Content starts
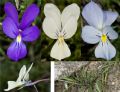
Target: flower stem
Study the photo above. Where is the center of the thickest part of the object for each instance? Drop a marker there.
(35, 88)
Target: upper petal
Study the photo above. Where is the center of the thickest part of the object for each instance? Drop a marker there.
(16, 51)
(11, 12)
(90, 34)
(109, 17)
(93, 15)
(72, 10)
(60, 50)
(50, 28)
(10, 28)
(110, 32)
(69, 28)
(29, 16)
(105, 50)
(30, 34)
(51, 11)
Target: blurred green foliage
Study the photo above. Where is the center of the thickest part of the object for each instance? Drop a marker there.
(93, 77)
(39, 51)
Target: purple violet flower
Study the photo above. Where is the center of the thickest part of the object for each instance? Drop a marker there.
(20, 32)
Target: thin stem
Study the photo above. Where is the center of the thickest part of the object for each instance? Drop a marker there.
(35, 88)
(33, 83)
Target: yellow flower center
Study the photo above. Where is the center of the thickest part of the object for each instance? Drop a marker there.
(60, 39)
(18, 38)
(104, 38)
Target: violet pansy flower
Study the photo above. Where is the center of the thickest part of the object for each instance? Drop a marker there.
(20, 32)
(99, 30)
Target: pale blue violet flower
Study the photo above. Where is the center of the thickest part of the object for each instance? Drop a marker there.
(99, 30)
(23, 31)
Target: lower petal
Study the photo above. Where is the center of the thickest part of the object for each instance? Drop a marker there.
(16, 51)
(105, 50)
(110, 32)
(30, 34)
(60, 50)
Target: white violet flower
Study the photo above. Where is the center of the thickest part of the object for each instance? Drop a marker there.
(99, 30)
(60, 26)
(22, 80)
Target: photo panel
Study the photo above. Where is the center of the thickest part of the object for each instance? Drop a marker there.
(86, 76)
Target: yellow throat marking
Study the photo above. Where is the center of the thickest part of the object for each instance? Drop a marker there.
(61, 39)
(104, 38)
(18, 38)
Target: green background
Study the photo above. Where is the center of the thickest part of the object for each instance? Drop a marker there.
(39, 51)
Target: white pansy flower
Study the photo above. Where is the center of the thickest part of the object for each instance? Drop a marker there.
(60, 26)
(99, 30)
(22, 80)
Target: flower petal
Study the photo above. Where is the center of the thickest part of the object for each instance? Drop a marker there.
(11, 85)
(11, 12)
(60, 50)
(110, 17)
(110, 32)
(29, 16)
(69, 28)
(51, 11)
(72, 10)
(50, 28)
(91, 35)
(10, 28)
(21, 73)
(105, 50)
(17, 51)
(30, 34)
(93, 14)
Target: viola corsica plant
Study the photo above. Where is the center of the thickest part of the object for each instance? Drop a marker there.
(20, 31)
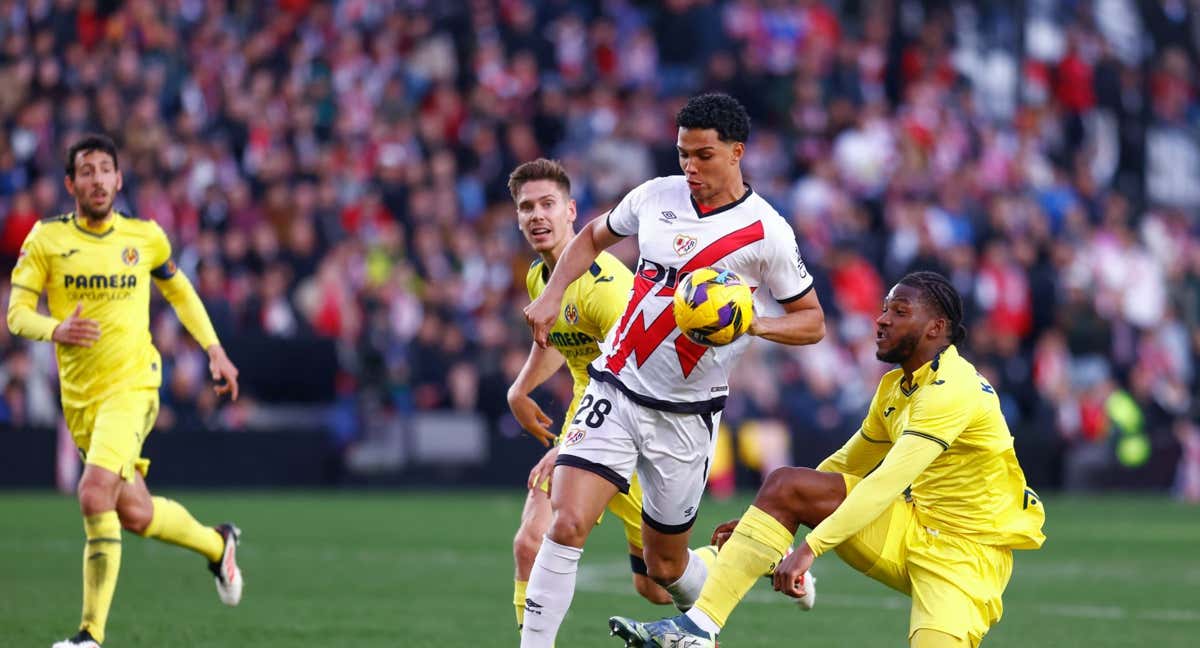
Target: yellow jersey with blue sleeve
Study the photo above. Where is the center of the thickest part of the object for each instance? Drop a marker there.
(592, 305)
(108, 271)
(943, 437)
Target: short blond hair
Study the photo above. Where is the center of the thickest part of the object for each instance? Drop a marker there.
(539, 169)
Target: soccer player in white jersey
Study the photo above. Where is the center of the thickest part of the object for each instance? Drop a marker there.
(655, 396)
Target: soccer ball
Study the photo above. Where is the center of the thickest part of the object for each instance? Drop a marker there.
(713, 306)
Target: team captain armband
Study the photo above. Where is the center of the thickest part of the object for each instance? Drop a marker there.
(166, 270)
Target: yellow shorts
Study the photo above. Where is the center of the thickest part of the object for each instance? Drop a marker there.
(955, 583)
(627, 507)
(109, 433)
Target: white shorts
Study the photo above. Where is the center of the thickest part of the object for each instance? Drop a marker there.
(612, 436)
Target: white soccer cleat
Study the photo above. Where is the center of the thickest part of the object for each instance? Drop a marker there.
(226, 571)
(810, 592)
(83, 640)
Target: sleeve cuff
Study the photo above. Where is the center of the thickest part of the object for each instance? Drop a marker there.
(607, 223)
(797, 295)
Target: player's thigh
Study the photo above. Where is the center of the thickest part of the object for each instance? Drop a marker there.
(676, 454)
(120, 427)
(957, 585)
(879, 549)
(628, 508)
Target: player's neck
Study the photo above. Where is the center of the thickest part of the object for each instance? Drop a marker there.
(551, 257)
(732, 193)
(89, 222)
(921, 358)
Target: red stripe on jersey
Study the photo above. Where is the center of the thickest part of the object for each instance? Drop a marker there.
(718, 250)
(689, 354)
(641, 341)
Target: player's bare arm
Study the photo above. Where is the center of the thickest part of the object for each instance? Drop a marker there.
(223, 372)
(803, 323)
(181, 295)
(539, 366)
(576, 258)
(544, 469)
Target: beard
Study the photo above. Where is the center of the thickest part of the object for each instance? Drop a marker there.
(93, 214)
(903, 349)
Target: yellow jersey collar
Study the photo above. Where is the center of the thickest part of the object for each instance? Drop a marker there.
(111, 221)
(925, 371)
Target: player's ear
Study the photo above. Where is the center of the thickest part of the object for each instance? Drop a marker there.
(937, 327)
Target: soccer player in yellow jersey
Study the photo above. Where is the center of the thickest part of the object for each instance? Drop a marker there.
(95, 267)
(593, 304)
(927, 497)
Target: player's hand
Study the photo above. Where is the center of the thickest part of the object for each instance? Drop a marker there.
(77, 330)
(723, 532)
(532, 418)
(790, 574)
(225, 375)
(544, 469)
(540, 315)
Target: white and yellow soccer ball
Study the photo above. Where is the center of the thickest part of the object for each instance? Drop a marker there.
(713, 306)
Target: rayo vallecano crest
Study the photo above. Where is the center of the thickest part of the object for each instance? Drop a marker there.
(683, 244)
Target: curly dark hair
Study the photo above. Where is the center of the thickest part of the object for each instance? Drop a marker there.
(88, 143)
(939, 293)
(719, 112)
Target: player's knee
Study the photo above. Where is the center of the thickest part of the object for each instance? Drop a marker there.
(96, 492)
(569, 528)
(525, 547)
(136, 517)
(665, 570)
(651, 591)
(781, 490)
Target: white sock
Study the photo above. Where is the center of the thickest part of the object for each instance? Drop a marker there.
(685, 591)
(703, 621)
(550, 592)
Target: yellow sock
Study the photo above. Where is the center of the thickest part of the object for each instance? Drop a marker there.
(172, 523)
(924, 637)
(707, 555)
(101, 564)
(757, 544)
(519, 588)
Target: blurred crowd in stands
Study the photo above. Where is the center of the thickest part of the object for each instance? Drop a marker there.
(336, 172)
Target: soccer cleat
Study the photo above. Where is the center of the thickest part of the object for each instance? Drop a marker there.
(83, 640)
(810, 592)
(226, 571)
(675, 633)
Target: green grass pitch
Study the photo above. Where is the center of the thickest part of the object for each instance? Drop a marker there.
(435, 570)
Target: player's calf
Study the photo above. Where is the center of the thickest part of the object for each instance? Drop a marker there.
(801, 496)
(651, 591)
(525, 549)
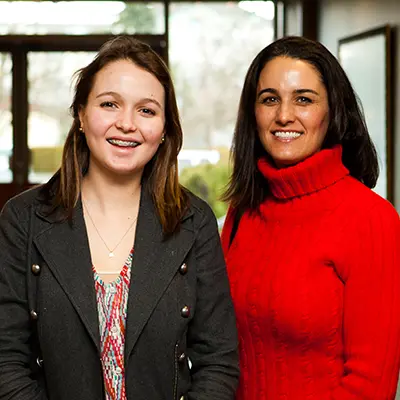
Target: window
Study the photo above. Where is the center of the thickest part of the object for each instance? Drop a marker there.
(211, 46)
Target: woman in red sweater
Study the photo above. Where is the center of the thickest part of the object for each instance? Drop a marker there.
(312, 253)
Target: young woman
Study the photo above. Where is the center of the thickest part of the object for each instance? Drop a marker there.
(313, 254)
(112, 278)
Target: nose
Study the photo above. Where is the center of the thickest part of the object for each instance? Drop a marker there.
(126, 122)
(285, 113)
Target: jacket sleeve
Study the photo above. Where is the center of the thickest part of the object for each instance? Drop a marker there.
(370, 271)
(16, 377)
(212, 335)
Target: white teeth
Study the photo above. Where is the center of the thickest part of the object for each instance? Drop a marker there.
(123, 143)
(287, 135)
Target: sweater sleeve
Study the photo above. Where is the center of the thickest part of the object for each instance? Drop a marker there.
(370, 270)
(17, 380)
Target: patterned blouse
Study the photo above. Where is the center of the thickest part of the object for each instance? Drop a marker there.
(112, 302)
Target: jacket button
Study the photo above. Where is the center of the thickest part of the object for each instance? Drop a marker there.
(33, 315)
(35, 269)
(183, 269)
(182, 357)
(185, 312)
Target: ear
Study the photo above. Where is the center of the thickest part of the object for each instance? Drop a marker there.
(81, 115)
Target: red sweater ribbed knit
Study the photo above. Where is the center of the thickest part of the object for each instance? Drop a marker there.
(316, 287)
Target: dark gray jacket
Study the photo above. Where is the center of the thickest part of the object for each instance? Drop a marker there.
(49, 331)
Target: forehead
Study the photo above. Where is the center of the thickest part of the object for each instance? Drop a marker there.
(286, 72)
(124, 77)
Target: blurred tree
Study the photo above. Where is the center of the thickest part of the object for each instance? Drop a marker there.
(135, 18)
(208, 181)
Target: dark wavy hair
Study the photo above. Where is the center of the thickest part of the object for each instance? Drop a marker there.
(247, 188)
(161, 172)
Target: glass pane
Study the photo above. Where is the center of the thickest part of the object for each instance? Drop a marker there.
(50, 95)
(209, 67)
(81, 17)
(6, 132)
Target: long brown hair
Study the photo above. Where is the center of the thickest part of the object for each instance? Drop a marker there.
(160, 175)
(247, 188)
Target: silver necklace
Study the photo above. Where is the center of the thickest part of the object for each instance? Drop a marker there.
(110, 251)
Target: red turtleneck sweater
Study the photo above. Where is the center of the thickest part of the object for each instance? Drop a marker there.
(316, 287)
Content ends
Content starts
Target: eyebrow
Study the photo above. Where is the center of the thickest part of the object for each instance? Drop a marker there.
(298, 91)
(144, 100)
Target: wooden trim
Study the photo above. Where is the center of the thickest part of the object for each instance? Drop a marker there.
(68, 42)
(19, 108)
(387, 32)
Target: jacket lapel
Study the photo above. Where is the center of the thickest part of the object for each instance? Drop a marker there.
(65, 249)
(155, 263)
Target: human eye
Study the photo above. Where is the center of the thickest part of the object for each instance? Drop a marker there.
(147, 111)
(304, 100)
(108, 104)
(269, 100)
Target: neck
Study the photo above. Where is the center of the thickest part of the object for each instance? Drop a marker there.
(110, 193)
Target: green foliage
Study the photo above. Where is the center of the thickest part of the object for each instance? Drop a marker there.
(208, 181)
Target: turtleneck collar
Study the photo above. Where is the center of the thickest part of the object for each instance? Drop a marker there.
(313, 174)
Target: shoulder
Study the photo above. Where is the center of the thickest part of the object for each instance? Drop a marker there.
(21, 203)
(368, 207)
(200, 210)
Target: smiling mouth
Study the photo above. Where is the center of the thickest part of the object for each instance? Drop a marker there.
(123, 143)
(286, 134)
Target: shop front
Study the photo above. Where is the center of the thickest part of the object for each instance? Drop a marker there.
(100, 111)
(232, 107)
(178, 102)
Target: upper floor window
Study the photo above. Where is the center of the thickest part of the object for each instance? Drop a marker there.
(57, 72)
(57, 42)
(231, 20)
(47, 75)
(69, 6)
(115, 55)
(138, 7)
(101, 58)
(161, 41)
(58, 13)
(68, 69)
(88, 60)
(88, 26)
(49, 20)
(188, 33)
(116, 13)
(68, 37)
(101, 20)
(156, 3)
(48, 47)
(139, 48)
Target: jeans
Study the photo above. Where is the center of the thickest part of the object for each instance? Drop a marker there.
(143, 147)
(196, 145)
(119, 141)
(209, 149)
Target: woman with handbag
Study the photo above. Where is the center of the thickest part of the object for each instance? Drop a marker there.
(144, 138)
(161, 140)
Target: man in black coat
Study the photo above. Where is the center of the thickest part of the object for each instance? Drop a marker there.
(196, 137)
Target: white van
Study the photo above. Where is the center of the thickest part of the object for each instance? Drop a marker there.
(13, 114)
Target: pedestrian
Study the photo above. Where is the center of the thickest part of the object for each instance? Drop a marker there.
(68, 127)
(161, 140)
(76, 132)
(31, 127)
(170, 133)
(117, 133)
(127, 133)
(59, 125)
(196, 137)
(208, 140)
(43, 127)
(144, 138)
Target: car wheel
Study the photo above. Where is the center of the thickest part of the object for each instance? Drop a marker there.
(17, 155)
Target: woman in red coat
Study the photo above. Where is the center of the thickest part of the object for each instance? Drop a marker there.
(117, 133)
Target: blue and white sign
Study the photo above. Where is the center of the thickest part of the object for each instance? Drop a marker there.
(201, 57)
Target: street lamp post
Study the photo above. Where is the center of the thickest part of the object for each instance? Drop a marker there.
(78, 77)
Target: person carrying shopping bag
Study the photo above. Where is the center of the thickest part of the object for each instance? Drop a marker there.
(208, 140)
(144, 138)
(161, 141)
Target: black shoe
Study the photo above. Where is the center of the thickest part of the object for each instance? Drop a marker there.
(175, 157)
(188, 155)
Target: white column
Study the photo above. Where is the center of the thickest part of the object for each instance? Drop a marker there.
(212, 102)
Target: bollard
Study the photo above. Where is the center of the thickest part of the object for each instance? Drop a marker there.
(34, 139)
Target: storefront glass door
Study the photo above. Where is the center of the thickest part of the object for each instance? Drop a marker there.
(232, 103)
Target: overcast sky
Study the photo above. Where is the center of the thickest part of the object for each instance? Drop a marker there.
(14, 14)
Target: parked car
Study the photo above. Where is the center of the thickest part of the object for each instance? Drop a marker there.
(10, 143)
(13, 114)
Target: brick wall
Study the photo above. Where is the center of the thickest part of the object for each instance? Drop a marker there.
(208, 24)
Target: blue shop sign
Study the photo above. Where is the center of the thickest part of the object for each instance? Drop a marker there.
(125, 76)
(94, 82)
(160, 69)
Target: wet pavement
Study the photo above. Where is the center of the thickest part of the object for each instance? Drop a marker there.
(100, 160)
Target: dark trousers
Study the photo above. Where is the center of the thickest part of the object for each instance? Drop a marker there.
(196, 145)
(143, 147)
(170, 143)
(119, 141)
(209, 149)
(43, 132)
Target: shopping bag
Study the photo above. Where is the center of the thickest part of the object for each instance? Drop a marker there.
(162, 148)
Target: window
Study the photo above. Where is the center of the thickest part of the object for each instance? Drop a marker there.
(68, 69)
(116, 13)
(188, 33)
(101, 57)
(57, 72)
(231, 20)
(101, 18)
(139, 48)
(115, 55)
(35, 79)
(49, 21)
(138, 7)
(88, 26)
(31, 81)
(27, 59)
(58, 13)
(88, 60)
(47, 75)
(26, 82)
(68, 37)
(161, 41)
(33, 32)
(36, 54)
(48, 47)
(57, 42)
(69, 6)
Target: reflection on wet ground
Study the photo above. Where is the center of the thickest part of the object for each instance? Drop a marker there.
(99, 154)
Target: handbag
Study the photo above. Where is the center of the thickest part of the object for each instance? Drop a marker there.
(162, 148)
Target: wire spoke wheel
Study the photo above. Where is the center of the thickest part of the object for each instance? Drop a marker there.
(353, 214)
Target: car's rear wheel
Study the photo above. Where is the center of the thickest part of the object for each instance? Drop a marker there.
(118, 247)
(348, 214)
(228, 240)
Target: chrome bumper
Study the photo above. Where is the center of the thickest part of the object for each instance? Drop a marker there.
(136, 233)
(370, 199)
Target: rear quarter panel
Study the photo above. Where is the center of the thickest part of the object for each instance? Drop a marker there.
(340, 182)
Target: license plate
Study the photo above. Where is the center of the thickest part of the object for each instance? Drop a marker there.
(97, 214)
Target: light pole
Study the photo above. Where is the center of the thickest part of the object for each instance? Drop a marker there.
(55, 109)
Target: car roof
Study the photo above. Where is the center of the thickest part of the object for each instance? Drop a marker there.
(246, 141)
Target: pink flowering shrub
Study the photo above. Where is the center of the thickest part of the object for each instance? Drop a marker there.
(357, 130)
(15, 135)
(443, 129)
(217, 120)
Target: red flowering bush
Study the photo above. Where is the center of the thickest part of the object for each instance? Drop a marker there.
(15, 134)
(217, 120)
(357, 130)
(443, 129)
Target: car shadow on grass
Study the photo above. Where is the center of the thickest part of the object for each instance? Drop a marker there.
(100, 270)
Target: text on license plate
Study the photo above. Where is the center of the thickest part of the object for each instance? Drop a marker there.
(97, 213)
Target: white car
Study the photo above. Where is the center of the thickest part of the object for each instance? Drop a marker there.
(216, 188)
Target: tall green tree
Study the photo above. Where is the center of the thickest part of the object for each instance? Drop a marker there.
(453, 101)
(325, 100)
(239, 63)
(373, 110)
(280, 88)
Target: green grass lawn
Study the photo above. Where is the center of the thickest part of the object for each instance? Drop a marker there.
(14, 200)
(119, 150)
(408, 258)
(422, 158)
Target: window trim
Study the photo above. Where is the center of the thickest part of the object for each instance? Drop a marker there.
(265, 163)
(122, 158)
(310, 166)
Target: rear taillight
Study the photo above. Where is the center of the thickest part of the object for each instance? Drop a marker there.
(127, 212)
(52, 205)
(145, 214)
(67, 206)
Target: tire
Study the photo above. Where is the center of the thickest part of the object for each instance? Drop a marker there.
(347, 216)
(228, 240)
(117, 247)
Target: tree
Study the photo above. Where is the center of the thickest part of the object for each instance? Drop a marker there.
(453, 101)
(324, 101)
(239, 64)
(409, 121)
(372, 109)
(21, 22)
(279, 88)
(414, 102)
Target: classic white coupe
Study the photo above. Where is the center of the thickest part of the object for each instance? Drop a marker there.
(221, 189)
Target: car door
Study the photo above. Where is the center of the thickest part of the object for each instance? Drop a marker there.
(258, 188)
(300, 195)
Content ends
# YOUR GOAL
From the records above, transcribe exactly the run of lines that opens with the line holding "Target: flower stem" and closes with the line holding "Target: photo panel", both included.

# REPLY
Target: flower stem
Study the photo above. Where is the center of the thickest part of the object for each instance? Drop a marker there.
(35, 88)
Target: upper petal
Study the photo above. Where is the center of the thickest part of the object for each instance? Drop a marker there.
(16, 51)
(11, 12)
(90, 34)
(109, 17)
(93, 15)
(72, 10)
(60, 50)
(50, 28)
(10, 28)
(110, 32)
(69, 28)
(29, 16)
(105, 50)
(30, 34)
(51, 11)
Target: blurred green foliage
Study the photo above. Where is the center of the thickest part of the object for each instance? Drop a marker there.
(93, 77)
(39, 51)
Target: purple violet flower
Study the photo above. Where is the center of the thickest part of the object for each instance? Drop a marker there.
(20, 32)
Target: thin stem
Study the photo above. Where is the center of the thickest part of the object for each instance? Drop a marker there.
(35, 88)
(33, 83)
Target: yellow flower center
Study the photo above. Where is the center of the thickest part of the object for each instance? Drop a marker there.
(60, 39)
(18, 38)
(104, 38)
Target: violet pansy flower
Study the photo above. Where is the center of the thickest part of the object for each instance? Drop a marker there.
(20, 32)
(99, 30)
Target: pale blue violet flower
Study the photo above. Where is the center of the thickest part of the object for each instance? Drop a marker there.
(99, 30)
(23, 31)
Target: lower petal
Study the photo above. Where is the center of the thickest part of the object for each instance? Drop a marker there.
(16, 51)
(105, 50)
(110, 32)
(30, 34)
(60, 50)
Target: white violet flower
Study the photo above. Where is the center of the thickest part of the object for each instance? Drop a marker there.
(99, 30)
(60, 26)
(22, 80)
Target: photo panel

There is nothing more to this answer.